**Entradas de un conjunto de datos de señalamiento**
++++++++

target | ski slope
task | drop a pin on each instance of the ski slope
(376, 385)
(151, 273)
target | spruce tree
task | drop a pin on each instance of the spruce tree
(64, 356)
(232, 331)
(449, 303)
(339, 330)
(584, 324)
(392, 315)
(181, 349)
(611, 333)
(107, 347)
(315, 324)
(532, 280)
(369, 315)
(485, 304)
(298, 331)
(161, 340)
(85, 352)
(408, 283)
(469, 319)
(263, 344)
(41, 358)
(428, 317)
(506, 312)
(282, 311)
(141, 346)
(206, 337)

++++++++

**Su objetivo**
Reproduzca sin modificación alguna cada una de las líneas del material anterior.

**Resultado**
target | ski slope
task | drop a pin on each instance of the ski slope
(376, 385)
(151, 273)
target | spruce tree
task | drop a pin on each instance of the spruce tree
(64, 356)
(232, 331)
(449, 303)
(339, 330)
(584, 324)
(392, 315)
(181, 349)
(611, 333)
(107, 347)
(315, 324)
(532, 280)
(369, 315)
(485, 304)
(298, 331)
(161, 340)
(85, 352)
(408, 283)
(469, 319)
(263, 344)
(41, 358)
(428, 317)
(506, 312)
(282, 311)
(141, 346)
(206, 337)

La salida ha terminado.